▶ **PROBLEM TO WORK ON**
Reproduce word for word the stretch of items from the very first line through the line that contains "0;109;76;222".

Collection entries
"""

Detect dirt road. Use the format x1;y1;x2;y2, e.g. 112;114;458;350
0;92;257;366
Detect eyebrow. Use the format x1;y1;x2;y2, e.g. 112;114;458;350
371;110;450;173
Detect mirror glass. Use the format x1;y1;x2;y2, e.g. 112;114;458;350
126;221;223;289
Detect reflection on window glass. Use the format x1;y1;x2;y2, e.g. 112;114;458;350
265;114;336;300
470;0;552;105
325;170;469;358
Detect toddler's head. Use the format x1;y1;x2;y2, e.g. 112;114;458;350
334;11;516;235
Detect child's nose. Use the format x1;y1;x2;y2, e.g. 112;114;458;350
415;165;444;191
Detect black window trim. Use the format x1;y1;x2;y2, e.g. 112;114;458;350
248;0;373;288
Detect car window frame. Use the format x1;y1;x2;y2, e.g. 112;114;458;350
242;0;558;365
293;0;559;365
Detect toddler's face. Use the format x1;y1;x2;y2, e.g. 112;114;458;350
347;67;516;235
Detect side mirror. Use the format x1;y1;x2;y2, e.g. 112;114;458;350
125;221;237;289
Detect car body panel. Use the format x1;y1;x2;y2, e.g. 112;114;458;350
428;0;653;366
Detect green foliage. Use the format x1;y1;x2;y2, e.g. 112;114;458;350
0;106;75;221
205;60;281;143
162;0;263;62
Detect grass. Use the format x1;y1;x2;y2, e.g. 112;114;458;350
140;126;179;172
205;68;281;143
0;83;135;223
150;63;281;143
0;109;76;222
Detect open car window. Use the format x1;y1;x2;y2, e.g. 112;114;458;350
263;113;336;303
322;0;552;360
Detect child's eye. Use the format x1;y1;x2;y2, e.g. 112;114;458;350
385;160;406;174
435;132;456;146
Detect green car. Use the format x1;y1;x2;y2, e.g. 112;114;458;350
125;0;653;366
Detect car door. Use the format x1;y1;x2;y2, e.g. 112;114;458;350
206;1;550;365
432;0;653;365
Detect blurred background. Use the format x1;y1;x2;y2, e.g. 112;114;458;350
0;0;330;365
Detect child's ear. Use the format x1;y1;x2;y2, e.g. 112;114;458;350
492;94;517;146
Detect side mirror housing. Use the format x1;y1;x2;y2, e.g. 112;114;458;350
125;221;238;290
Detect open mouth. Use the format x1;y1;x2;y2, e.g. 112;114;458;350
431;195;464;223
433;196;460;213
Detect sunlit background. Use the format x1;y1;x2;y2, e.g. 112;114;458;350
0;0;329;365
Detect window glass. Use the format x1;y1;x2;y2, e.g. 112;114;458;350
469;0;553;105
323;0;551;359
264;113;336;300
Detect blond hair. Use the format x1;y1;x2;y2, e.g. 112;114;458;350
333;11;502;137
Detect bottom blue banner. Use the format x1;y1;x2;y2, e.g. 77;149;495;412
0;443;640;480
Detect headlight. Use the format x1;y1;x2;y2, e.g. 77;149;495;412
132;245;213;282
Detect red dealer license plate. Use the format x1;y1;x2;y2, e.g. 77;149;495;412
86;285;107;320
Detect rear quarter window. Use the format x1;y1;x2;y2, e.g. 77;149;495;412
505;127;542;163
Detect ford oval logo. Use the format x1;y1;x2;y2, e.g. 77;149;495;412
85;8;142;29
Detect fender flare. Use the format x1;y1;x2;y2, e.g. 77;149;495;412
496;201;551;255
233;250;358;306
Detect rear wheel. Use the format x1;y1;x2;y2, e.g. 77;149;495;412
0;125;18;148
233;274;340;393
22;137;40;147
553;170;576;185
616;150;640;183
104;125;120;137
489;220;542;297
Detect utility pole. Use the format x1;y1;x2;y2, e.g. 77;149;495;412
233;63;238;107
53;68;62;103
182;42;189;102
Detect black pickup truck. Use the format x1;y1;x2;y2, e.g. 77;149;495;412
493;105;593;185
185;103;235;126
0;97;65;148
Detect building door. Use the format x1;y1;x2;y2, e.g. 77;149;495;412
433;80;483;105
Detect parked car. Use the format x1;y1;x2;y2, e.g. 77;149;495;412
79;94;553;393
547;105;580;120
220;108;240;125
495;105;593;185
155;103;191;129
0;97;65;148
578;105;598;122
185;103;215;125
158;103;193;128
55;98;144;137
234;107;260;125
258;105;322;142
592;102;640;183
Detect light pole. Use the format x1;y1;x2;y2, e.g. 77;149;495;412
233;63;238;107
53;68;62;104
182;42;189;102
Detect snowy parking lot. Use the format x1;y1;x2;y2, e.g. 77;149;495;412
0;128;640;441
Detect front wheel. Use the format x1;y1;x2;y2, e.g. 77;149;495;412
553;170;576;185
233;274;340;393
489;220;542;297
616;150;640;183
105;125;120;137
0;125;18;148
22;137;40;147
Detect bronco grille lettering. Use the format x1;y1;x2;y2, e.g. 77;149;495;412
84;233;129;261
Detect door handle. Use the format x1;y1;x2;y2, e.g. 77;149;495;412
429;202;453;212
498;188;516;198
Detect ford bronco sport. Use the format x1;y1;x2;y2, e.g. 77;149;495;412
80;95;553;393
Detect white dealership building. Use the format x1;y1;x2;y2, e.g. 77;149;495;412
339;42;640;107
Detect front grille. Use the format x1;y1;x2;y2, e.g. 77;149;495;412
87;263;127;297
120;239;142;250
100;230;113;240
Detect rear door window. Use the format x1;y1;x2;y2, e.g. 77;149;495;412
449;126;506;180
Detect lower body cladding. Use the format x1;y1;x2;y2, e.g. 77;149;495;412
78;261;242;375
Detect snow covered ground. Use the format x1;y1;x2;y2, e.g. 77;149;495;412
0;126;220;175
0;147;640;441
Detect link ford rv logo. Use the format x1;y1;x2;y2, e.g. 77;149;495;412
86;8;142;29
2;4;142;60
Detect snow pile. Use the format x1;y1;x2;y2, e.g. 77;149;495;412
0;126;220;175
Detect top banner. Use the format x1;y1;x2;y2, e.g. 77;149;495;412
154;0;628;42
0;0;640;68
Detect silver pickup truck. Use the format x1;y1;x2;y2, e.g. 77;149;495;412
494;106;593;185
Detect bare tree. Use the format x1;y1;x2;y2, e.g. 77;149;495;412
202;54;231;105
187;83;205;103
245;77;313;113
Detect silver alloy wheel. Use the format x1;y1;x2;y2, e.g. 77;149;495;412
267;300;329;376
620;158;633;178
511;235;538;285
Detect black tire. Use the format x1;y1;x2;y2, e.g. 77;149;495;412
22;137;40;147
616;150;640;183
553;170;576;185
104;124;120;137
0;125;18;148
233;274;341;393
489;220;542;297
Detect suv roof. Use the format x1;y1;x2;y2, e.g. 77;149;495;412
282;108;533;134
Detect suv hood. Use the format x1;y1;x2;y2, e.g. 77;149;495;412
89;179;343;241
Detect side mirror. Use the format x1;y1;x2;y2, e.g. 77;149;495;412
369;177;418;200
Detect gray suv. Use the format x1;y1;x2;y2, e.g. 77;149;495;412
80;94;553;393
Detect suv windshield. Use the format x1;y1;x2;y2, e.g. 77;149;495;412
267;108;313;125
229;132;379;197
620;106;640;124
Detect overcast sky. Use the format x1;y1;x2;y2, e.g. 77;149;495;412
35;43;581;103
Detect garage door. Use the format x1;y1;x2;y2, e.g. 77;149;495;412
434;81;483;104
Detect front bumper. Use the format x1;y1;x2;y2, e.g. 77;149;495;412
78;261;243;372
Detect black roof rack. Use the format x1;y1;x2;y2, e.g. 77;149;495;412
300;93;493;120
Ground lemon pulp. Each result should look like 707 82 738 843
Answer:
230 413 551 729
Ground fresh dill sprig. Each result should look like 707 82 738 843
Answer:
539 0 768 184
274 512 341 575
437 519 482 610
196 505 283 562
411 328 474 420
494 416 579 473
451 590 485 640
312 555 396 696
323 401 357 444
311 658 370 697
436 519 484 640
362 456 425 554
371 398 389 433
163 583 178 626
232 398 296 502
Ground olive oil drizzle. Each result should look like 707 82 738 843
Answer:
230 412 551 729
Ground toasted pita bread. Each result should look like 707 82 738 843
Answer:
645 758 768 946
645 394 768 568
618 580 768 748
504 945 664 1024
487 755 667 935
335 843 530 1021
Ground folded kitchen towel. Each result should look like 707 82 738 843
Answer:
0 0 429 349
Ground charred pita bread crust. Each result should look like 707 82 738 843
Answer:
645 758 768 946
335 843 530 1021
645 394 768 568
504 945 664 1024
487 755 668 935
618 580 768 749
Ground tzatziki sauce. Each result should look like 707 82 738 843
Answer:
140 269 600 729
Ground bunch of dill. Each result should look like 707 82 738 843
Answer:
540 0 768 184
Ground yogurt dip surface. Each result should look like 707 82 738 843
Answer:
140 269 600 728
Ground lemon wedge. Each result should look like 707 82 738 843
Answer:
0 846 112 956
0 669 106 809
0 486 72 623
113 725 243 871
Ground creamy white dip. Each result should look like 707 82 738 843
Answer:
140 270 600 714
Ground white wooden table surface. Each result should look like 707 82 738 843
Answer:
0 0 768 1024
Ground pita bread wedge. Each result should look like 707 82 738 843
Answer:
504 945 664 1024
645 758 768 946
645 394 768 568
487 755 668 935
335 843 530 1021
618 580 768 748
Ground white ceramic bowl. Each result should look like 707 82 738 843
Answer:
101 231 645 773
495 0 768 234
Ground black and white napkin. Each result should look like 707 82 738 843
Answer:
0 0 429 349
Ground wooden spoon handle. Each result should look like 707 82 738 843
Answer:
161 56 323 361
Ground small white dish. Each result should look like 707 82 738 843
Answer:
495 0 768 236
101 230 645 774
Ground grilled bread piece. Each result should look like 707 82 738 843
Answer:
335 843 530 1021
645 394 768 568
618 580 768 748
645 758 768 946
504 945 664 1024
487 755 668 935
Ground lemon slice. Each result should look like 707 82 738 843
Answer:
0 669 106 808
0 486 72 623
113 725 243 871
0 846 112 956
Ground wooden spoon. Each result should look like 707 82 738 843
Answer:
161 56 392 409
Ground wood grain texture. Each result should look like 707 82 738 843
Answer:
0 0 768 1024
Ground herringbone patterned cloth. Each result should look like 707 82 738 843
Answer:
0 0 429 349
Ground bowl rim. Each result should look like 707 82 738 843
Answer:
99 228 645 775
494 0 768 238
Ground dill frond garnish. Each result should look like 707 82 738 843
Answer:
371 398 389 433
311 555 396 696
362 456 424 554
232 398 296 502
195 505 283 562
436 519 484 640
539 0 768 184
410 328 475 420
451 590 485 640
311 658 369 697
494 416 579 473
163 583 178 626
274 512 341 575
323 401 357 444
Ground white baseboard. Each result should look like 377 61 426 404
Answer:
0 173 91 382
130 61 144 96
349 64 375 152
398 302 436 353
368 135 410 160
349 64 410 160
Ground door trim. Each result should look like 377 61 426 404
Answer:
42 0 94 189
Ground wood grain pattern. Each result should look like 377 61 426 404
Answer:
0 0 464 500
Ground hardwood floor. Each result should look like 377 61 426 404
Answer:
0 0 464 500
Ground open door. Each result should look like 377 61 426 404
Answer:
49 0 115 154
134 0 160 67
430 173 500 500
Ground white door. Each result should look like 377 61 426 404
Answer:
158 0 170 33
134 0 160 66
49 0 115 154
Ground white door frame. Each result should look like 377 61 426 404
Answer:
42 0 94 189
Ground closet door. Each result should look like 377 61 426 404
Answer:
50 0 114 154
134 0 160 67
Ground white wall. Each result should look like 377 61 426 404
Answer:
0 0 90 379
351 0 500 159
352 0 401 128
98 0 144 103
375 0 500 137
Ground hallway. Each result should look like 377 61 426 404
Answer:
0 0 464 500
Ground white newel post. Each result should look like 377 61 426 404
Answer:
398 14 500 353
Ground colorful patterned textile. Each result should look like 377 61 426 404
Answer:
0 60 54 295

"""

▶ **THE RESULT**
Detect dirt road. Use the format x1;y1;x2;y2, e.g. 112;114;458;350
0;92;257;366
Detect eyebrow. Use the format x1;y1;x2;y2, e.g. 112;114;458;350
371;110;450;173
Detect mirror glass. Use the format x1;y1;x2;y2, e.g. 112;114;458;350
126;221;223;289
Detect reflection on window glass. Use the format x1;y1;x2;y2, e.g. 112;114;458;350
265;114;336;300
470;0;552;105
325;170;469;358
Detect toddler's head. Use the format x1;y1;x2;y2, e.g. 112;114;458;350
334;11;516;235
Detect child's nose. Use the format x1;y1;x2;y2, e.g. 112;114;458;350
415;165;444;191
Detect black window trim. Use the format x1;y1;x2;y2, e.g. 112;114;458;350
248;0;373;288
Detect car window frame. Use the format x1;y1;x2;y2, e.g. 112;114;458;350
242;0;558;365
293;0;559;365
Detect toddler's face. Use the format x1;y1;x2;y2, e.g. 112;114;458;350
347;67;516;235
Detect side mirror. Use the format x1;y1;x2;y2, e.g. 112;114;458;350
125;221;237;289
Detect car body panel. Use the format x1;y1;x2;y2, e.g. 112;114;458;350
428;0;653;366
Detect green foliage. Use the format x1;y1;x2;y2, e.g. 112;114;458;350
0;106;75;221
205;60;281;143
162;0;263;62
Detect grass. Use the format x1;y1;x2;y2, e.g. 112;114;458;350
140;126;179;172
205;68;281;143
0;83;135;223
150;63;281;143
0;109;76;222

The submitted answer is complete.